━━━ Excerpted text

Africa's Lost Fish
Europe's factory boats are ruining fisheries in the Atlantic. Soon there won't be anything left

Author: William Underhill
With Ismaila Dieng in Kayar, Senegal
Edition: Atlantic Edition
Section: Special Report
Page: 42

On a breezy afternoon in the seaside city of Kayar in Senegal, El Hadj Abdoulaye Ndoye sits with a group of other retired fishermen waiting for the boats to come in. The sea is calm, but Ndoye, 80, isn't optimistic. With fish increasingly scarce, boats have had to stay out for longer stretches, sometimes days at a time, chasing octopus off the nearby city of Mbour or venturing into the waters of neighboring Guinea, Sierra Leone and Mauritania in search of grouper, sea bream and hogfish. The wait is troublesome for Ndoye because he's hoping to receive a part of his "pension"--a portion of the younger generation's daily catch, as recompense for the instruction their elders gave them years ago. Kayar fishermen use a method that entails dragging a hundred meters or so of fishing line, with numerous baited hooks, from the back of a small wooden boat.

Fisheries have been in decline the world over, and the waters off Western Africa are no exception. In recent years, stocks have declined steeply. The reason is the same everywhere: too many boats chasing too few fish. But this time it's not the local fishermen who are causing all the trouble. The problem is European ships like the Atlantic Dawn, the pride of the Irish fleet, which weighs 14,000 tons, measures 145 meters from stem to stern and requires a crew of 100. Its nets are big enough to encircle at least half a dozen football fields and, on a good day, take in 400 tons of small fish--sardinella and horse mackerel. A single trip can bring in a haul worth more than $2 million on the wholesale market. Some 250 "factory" ships from Europe and elsewhere are now trawling the waters off Mauritania, and hundreds more fish in other areas off the West African coast. Ships like these have already depleted the North Sea and the northern Atlantic, and now they are doing the same in southern waters.

━━━━━━
━━━ Raw data

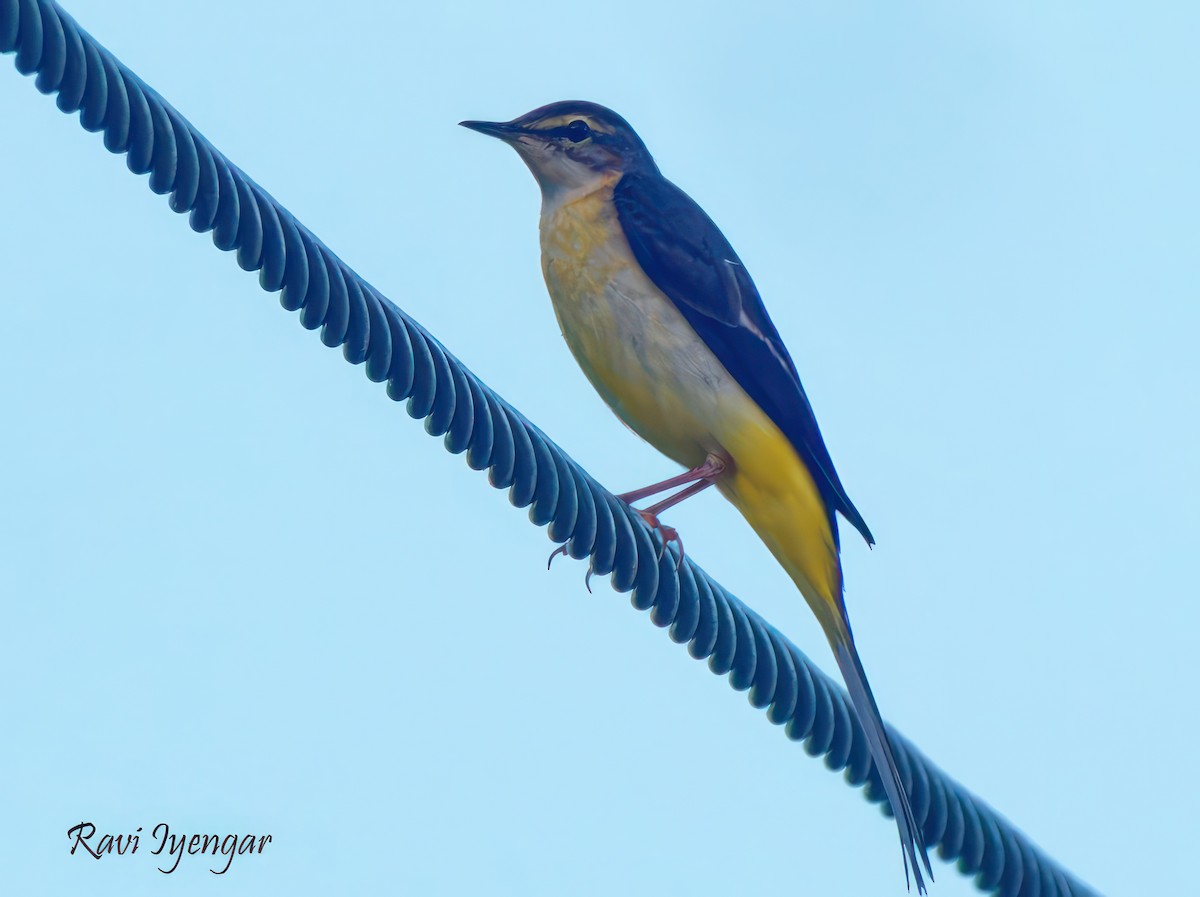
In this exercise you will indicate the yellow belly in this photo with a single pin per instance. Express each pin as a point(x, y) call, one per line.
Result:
point(659, 377)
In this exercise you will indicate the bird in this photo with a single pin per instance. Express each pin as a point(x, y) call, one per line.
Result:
point(667, 325)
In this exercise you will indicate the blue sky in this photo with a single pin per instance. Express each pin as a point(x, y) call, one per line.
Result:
point(246, 594)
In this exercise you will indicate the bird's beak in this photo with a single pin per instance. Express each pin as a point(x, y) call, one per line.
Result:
point(504, 130)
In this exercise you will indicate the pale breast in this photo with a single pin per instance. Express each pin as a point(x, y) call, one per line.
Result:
point(635, 347)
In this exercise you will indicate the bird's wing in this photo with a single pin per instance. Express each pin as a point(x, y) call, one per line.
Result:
point(687, 257)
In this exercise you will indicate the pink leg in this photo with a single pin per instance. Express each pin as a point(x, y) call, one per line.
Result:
point(709, 470)
point(651, 515)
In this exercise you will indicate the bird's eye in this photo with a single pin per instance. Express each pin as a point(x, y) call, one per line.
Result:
point(577, 131)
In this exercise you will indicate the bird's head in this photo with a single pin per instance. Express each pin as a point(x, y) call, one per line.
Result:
point(571, 144)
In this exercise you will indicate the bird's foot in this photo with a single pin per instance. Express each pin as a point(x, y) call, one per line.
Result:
point(666, 534)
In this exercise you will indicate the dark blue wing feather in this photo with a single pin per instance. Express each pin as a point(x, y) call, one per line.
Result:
point(687, 257)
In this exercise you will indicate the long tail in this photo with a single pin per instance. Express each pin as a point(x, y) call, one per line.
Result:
point(777, 494)
point(911, 842)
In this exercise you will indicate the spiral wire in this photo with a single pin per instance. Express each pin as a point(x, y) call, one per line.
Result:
point(472, 419)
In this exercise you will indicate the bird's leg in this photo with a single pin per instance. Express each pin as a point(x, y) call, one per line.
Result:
point(696, 480)
point(709, 470)
point(670, 534)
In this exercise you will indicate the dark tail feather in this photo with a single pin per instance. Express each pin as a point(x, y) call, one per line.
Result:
point(911, 842)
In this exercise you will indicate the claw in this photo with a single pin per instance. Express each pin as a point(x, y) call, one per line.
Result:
point(666, 534)
point(559, 551)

━━━━━━

» **Given task 1**: According to the article on Africa's lost fish, how large a crew does the Atlantic Dawn require?
» **Given task 2**: Give back, word for word, the stretch of the article on Africa's lost fish from "On a breezy" through "small wooden boat.".

» **Expected answer 1**: A crew of 100.

» **Expected answer 2**:
On a breezy afternoon in the seaside city of Kayar in Senegal, El Hadj Abdoulaye Ndoye sits with a group of other retired fishermen waiting for the boats to come in. The sea is calm, but Ndoye, 80, isn't optimistic. With fish increasingly scarce, boats have had to stay out for longer stretches, sometimes days at a time, chasing octopus off the nearby city of Mbour or venturing into the waters of neighboring Guinea, Sierra Leone and Mauritania in search of grouper, sea bream and hogfish. The wait is troublesome for Ndoye because he's hoping to receive a part of his "pension"--a portion of the younger generation's daily catch, as recompense for the instruction their elders gave them years ago. Kayar fishermen use a method that entails dragging a hundred meters or so of fishing line, with numerous baited hooks, from the back of a small wooden boat.